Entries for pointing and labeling

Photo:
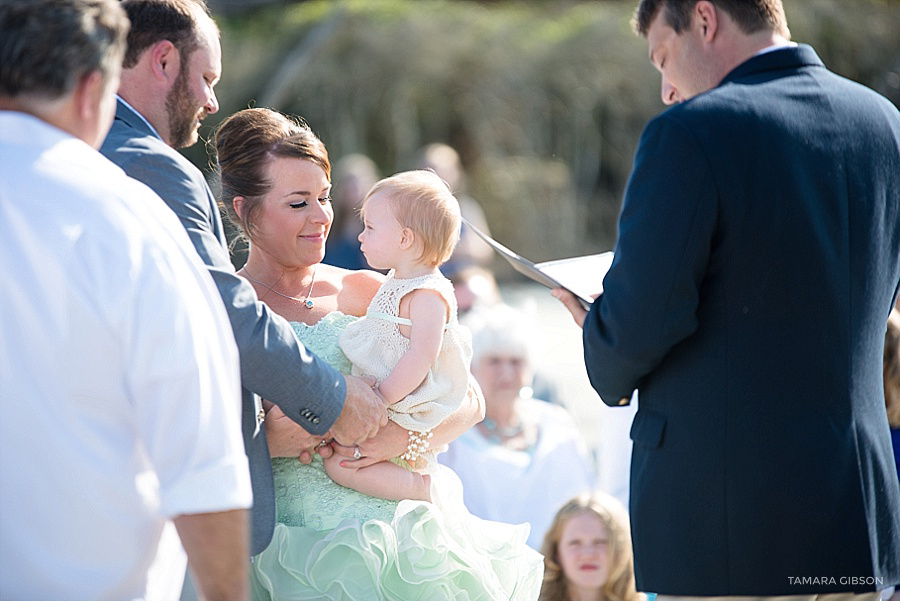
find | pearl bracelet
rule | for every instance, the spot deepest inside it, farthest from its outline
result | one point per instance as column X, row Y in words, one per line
column 418, row 445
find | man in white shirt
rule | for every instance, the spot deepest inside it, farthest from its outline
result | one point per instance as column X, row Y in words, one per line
column 120, row 394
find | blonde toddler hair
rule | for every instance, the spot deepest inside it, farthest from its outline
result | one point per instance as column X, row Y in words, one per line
column 423, row 202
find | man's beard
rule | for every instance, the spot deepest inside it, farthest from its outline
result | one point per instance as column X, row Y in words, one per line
column 182, row 113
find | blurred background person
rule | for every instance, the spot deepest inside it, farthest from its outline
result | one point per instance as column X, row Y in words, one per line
column 527, row 456
column 353, row 176
column 120, row 394
column 587, row 552
column 471, row 249
column 476, row 289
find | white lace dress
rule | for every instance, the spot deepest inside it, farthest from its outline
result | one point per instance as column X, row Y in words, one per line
column 374, row 345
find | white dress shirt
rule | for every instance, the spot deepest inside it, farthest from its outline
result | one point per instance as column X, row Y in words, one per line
column 119, row 386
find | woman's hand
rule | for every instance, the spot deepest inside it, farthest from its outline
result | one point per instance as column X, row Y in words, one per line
column 390, row 441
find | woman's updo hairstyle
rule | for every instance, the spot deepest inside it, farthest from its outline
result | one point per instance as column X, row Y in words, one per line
column 245, row 143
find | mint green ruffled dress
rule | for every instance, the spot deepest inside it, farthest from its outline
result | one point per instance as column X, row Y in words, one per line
column 335, row 543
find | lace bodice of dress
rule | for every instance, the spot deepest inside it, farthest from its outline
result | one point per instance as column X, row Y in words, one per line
column 304, row 494
column 375, row 344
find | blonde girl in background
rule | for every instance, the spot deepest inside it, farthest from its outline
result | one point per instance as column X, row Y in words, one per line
column 587, row 552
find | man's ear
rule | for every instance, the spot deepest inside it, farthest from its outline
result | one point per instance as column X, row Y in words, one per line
column 165, row 60
column 707, row 19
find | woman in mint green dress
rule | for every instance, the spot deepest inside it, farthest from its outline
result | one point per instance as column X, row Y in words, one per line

→ **BRIEF**
Reproduce word for word the stretch of lines above, from the line containing "find | woman's hand" through the line containing "column 390, row 441".

→ **EXERCISE ANSWER**
find | woman's hand
rule | for every instance, the spot deepest inside it, farthest from its outline
result | one point per instance as column X, row Y in words, one per line
column 390, row 441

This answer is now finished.